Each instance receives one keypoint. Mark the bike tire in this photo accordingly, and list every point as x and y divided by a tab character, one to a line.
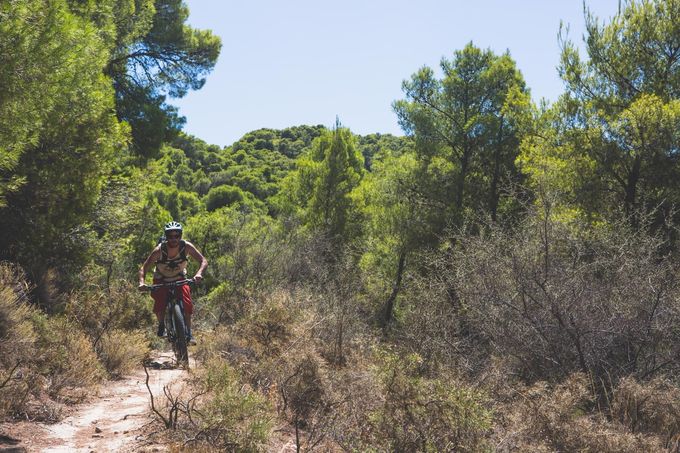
180	340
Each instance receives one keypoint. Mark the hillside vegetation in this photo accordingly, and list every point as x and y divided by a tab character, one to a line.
503	277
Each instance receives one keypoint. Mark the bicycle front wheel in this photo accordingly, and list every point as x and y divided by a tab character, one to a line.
180	340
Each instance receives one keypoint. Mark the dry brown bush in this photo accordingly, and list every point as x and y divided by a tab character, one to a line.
652	408
99	311
18	351
68	360
555	300
122	351
559	418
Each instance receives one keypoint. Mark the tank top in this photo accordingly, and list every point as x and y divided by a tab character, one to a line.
171	269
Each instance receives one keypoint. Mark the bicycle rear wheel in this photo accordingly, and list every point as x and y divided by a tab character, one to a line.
180	339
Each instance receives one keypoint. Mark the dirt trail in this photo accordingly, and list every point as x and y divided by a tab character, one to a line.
114	421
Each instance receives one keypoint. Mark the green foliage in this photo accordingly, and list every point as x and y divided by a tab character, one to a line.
321	188
157	54
68	151
466	129
221	196
620	113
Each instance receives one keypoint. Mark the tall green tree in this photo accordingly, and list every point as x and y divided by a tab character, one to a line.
156	55
465	129
321	189
69	148
621	113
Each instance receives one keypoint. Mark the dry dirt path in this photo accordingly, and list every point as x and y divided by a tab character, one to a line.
118	419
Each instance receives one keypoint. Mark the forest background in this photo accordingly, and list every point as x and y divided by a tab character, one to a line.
503	277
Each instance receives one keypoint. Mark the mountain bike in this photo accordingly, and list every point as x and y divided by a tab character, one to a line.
175	326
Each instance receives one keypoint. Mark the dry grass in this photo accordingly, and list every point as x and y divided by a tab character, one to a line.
122	351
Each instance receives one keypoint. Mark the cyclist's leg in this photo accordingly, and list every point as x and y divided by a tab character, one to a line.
188	305
159	298
188	311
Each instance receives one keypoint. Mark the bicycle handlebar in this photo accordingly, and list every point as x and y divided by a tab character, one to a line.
175	284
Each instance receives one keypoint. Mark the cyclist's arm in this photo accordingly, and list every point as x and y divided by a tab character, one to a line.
195	254
150	261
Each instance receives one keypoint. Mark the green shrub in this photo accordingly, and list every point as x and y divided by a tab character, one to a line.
231	416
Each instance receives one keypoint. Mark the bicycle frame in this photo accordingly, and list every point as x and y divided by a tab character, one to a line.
175	324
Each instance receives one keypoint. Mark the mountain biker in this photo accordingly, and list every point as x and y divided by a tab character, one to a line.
170	258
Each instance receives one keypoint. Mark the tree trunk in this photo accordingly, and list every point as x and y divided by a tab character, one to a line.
389	304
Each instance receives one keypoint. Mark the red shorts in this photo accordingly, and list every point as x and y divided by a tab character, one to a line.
161	294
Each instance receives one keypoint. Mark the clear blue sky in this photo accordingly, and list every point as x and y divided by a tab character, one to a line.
287	63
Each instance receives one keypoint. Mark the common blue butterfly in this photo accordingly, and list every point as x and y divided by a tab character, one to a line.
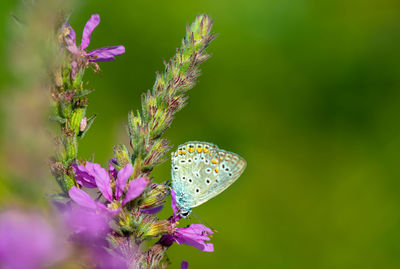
201	171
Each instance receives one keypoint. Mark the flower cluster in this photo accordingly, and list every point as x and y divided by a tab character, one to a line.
109	214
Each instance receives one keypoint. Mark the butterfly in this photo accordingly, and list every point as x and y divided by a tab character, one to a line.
200	171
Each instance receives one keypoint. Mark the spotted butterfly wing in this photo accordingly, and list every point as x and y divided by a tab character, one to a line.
201	171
====
Whenever a line holds a picture, print that line without the picture. All other data must be output exactly.

* **Solved exercise**
Each instance receives one keypoint. Mark the bike tire in this photo accordingly, and list every point as x and y divided by a tab character, one to a line.
180	340
Each instance receives one keypoint. Mark the hillside vegetation in this photo accordingly, and list every point as x and y divided by a tab character, one to a line.
503	277
Each instance receives one keypoint. Mark the bicycle front wheel in this photo accordingly, and list every point as x and y divided by a tab character, one to a line.
180	340
Each instance receives one keypoint. Mark the dry brown bush in this photo accordingly, and list every point as x and y divided by a tab character, one to a line.
652	408
99	311
18	351
68	360
555	300
122	351
559	418
Each instance receives one keypoint. Mark the tank top in this photo accordingly, and list every point as x and y divided by a tab character, one to a line.
171	269
Each instance receives one keypoint. Mark the bicycle rear wheel in this photo accordingly, and list every point as x and y divided by a tab character, one to a line.
180	339
Each instance receives one keypoint. Mark the dirt trail in this photo accordingly, and list every point as x and y divided by a tab character, one to a line.
114	421
Each instance receives one keypoint. Mark the green foliage in this photo accordingly, and list every point as x and y divided by a tab character, one to a line.
321	188
157	54
68	151
466	129
221	196
620	113
Each instance receives one keypoint. Mark the tall green tree in this photo accordingly, and list every point as x and y divided by a tab character, one to a line.
156	55
465	129
321	189
69	148
621	113
Each instance receives one keypoint. Mark the dry dirt path in this photo accordingly, and list every point as x and y divided by a tab character, one to a line.
118	419
Each instance receives one keypoint. Mark the forest background in this photo accordingly, and list every point as x and y divided by a tab character, one to a line.
503	277
Each instance receives one keypoint. Mark the mountain bike in this photo accordingly, and list every point as x and y divided by a tab character, one to a line.
175	326
Each instance receives one keypoint. Mark the dry grass in this photo accordingly, and list every point as x and y divided by a tab character, one to a line.
122	351
Each instance receives one keypoint. Mark the cyclist's leg in this photo accordingly, and list every point as x and y divided by a tab character, one to a line.
188	305
159	298
188	311
Each instance receives one keypoint. Mark the bicycle handlebar in this photo accordingly, and list every point as x and y divided by a tab character, one to a line.
175	284
Each instance receives one keypoint. Mark the cyclist's arm in this photo accordingly, and list every point as x and y divided by a tab character, one to a line.
195	254
150	261
Each instance receives one keypoint. Mark the green shrub in this photo accordingly, and list every point as x and y divided by a tab character, one to a line.
231	416
Each instance receives one keypoint. Mark the bicycle frame in this photo accordingly, and list every point as x and y divided by a tab character, one to a line.
175	324
Each instance receives one keypoint. Mark the mountain biker in this photo accordingly, and list every point as x and y divided by a tab character, one to a line.
170	258
Each instance receives one keypoint. Mark the tree trunk in this photo accordingly, and list every point as x and y divided by a tab character, one to a line.
389	304
Each instance receives one keypoint. Mark the red shorts in this photo accordingly, and list every point as x and y divided by a tab character, one to a line.
161	294
Each instance receives one keypoint. Mark the clear blue sky in this photo accordingly, and list every point as x and y divided by a tab character, one to a line.
287	63
Each instance receives one keypoint. Mark the common blue butterfly in this photo accordingly, and list every point as x and y divided by a tab character, one to a line.
201	171
Each instance receives one keypoint. Mark the flower cluster in this photo accordingly, and list every point as x and y divided by a tab character, one to a line.
109	214
Each instance receives one keypoint. Mark the butterfly in this photo accordingly, and list every point as x and y divided by a tab character, one to a line.
200	171
Each instance receives one keypoint. Mark the spotted butterfly wing in this photo accordingly, and list every point as x and y divided by a tab character, one to a line.
201	171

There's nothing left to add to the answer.